Work order: Output every line of the records below as a numbered list, omitting blank lines.
++++ Supplied material
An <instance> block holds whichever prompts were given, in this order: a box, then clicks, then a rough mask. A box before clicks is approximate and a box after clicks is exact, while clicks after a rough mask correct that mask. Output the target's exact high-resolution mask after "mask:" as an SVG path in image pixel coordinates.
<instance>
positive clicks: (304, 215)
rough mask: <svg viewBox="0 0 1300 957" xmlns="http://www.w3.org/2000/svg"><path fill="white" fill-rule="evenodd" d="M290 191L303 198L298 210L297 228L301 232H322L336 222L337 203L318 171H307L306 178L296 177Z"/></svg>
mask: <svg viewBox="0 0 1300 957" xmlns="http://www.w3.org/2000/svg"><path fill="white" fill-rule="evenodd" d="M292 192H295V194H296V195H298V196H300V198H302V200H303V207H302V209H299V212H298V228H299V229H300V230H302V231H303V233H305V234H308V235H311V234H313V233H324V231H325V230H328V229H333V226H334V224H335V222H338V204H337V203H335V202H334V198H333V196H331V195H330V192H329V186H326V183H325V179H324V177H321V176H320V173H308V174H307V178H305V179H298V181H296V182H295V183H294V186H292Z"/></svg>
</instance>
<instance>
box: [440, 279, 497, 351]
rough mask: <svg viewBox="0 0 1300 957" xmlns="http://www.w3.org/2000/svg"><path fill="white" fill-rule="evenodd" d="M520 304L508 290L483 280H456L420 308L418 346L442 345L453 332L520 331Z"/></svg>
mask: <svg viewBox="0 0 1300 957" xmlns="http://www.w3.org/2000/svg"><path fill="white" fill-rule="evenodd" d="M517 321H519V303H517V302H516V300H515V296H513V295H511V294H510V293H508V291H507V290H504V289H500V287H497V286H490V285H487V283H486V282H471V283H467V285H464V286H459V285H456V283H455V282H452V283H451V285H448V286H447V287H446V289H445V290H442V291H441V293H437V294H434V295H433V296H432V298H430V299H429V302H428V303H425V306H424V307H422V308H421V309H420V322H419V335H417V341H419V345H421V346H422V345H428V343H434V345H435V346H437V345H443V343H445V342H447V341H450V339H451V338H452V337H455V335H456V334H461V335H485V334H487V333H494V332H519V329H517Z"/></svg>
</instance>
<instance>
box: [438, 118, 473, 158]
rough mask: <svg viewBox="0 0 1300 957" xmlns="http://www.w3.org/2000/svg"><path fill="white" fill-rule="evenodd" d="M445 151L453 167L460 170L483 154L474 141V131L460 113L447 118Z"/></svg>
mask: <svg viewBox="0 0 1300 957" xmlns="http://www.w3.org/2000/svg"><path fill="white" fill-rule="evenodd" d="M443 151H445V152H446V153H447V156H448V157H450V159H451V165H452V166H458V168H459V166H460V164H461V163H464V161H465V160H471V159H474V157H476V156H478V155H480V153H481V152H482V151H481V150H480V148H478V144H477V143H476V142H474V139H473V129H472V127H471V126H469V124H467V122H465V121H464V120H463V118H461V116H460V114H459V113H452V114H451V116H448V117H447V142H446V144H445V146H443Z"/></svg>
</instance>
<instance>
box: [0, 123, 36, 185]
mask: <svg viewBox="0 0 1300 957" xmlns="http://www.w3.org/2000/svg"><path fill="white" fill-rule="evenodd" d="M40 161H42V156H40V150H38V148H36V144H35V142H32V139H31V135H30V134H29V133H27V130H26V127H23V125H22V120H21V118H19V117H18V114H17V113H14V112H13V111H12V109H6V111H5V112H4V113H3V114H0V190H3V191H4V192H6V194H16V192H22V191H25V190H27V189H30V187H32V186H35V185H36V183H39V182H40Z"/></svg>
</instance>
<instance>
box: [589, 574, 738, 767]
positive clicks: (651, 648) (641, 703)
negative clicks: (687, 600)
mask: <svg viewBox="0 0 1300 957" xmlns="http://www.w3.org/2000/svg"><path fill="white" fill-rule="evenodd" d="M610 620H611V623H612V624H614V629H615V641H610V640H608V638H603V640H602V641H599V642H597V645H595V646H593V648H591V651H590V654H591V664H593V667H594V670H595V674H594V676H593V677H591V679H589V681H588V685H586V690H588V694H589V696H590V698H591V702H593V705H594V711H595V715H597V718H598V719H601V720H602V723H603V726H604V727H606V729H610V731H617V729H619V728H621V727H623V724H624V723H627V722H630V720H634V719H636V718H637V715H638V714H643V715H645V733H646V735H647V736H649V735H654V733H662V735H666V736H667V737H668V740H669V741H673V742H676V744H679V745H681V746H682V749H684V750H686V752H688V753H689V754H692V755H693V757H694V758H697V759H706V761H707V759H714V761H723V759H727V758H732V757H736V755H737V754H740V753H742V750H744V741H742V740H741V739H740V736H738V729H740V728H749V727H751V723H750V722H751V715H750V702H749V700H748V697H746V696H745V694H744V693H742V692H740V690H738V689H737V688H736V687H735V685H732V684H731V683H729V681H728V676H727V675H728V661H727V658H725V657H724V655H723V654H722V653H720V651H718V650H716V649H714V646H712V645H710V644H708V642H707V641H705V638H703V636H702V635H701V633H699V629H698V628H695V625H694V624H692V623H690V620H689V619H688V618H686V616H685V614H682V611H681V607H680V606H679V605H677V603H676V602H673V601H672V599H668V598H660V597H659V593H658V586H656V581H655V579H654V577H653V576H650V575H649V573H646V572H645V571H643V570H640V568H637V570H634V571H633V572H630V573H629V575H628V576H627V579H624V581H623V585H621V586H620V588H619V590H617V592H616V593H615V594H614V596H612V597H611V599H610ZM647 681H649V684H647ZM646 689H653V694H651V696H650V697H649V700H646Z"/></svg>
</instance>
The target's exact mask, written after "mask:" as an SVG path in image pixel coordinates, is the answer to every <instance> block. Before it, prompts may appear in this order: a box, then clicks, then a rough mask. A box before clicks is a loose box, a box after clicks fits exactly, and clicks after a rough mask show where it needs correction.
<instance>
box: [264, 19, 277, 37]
++++++++
Output:
1. An <instance> block holds whichever prompts were given, in this order: a box, then clicks, then a rough mask. A box before clicks is approximate and a box after clicks is exact, while clicks after a rough mask correct that mask. Output the target's exact high-resolution mask after "mask:" as an SVG path in image pixel coordinates.
2. <instance>
3. positive clicks: (304, 215)
4. rough mask: <svg viewBox="0 0 1300 957" xmlns="http://www.w3.org/2000/svg"><path fill="white" fill-rule="evenodd" d="M290 191L303 198L298 210L297 228L301 232H322L336 222L337 203L318 171H307L306 178L296 177Z"/></svg>
5. mask: <svg viewBox="0 0 1300 957" xmlns="http://www.w3.org/2000/svg"><path fill="white" fill-rule="evenodd" d="M292 192H295V194H296V195H298V196H300V198H302V200H303V207H302V209H299V212H298V228H299V229H300V230H302V231H303V233H305V234H308V235H311V234H313V233H324V231H325V230H328V229H333V226H334V224H335V222H338V204H337V203H335V202H334V198H333V196H331V195H330V192H329V186H326V183H325V179H324V177H321V176H320V173H308V174H307V178H305V179H298V181H296V182H295V183H294V186H292Z"/></svg>
6. </instance>
7. <instance>
8. box: [440, 279, 497, 351]
9. rough mask: <svg viewBox="0 0 1300 957" xmlns="http://www.w3.org/2000/svg"><path fill="white" fill-rule="evenodd" d="M520 304L508 290L483 280H456L420 308L418 346L442 345L453 332L520 331Z"/></svg>
10. mask: <svg viewBox="0 0 1300 957" xmlns="http://www.w3.org/2000/svg"><path fill="white" fill-rule="evenodd" d="M517 321H519V303H517V302H516V300H515V296H513V295H511V294H510V293H508V291H507V290H504V289H500V287H497V286H490V285H487V283H486V282H471V283H467V285H464V286H459V285H456V283H455V282H452V283H451V285H448V286H447V287H446V289H445V290H442V291H441V293H437V294H434V295H433V296H432V298H430V299H429V302H428V303H425V306H424V307H422V308H421V309H420V322H419V335H417V341H419V345H421V346H422V345H428V343H434V345H435V346H437V345H443V343H445V342H447V341H450V339H451V338H452V337H455V335H456V334H461V335H485V334H487V333H494V332H519V329H517Z"/></svg>
11. </instance>
12. <instance>
13. box: [438, 118, 473, 158]
14. rough mask: <svg viewBox="0 0 1300 957" xmlns="http://www.w3.org/2000/svg"><path fill="white" fill-rule="evenodd" d="M445 151L453 167L460 170L483 154L474 141V131L460 113L447 118Z"/></svg>
15. mask: <svg viewBox="0 0 1300 957" xmlns="http://www.w3.org/2000/svg"><path fill="white" fill-rule="evenodd" d="M443 151H445V152H446V153H447V156H448V157H450V159H451V165H452V166H458V168H459V166H460V164H461V163H464V161H465V160H471V159H474V157H476V156H478V155H480V153H481V152H482V151H481V150H480V148H478V144H477V143H476V142H474V139H473V129H472V127H471V126H469V124H467V122H465V121H464V120H463V118H461V116H460V114H459V113H452V114H451V116H448V117H447V142H446V144H445V146H443Z"/></svg>
16. </instance>
17. <instance>
18. box: [0, 123, 36, 185]
19. mask: <svg viewBox="0 0 1300 957" xmlns="http://www.w3.org/2000/svg"><path fill="white" fill-rule="evenodd" d="M40 161H42V156H40V150H38V148H36V144H35V142H32V139H31V135H30V134H29V133H27V130H26V127H23V125H22V120H21V118H19V117H18V114H17V113H14V112H13V111H12V109H6V111H5V112H4V113H3V114H0V190H3V191H4V192H6V194H16V192H22V191H25V190H27V189H30V187H32V186H35V185H36V183H39V182H40Z"/></svg>
20. </instance>
21. <instance>
22. box: [589, 574, 738, 767]
23. positive clicks: (651, 648) (641, 703)
24. negative clicks: (687, 600)
25. mask: <svg viewBox="0 0 1300 957" xmlns="http://www.w3.org/2000/svg"><path fill="white" fill-rule="evenodd" d="M610 620H611V623H612V624H614V629H615V641H610V640H608V638H603V640H602V641H599V642H597V645H595V646H593V648H591V651H590V654H591V664H593V667H594V670H595V674H594V676H593V677H591V679H589V681H588V685H586V690H588V694H589V696H590V698H591V702H593V705H594V711H595V715H597V718H598V719H601V720H602V723H603V726H604V727H606V729H610V731H617V729H619V728H621V727H623V724H624V723H627V722H630V720H634V719H636V718H637V715H638V714H643V715H645V733H646V735H647V736H649V735H654V733H662V735H666V736H667V737H668V740H669V741H673V742H676V744H679V745H681V746H682V749H684V750H686V752H688V753H689V754H692V755H693V757H694V758H697V759H706V761H707V759H714V761H723V759H727V758H732V757H736V755H737V754H740V753H742V750H744V741H742V740H741V739H740V736H738V729H740V728H749V727H751V723H750V722H751V715H750V702H749V700H748V697H746V696H745V694H744V693H742V692H740V690H738V689H737V688H736V687H735V685H732V684H731V683H729V681H728V676H727V675H728V661H727V658H725V657H724V655H723V654H722V653H720V651H718V650H716V649H714V646H712V645H710V644H708V642H707V641H705V638H703V636H702V635H701V633H699V629H698V628H695V625H694V624H692V623H690V620H689V619H688V618H686V616H685V614H682V611H681V607H680V606H679V605H677V603H676V602H673V601H672V599H668V598H660V597H659V593H658V586H656V581H655V579H654V577H653V576H650V575H649V573H646V572H645V571H643V570H640V568H637V570H634V571H633V572H630V573H629V575H628V576H627V579H624V581H623V585H621V586H620V588H619V590H617V592H616V593H615V594H614V596H612V597H611V599H610ZM647 681H649V684H647ZM646 689H653V694H651V696H650V697H649V700H646Z"/></svg>
26. </instance>
27. The target's exact mask, written after "mask:" as an SVG path in image pixel coordinates, is the answer to every <instance> block. Before it, prompts may appear in this order: a box, then clicks, then a rough mask. A box before clicks is a loose box, a box after clicks fits exactly, and clicks after a rough mask show where it needs correction.
28. <instance>
29. box: [264, 19, 277, 37]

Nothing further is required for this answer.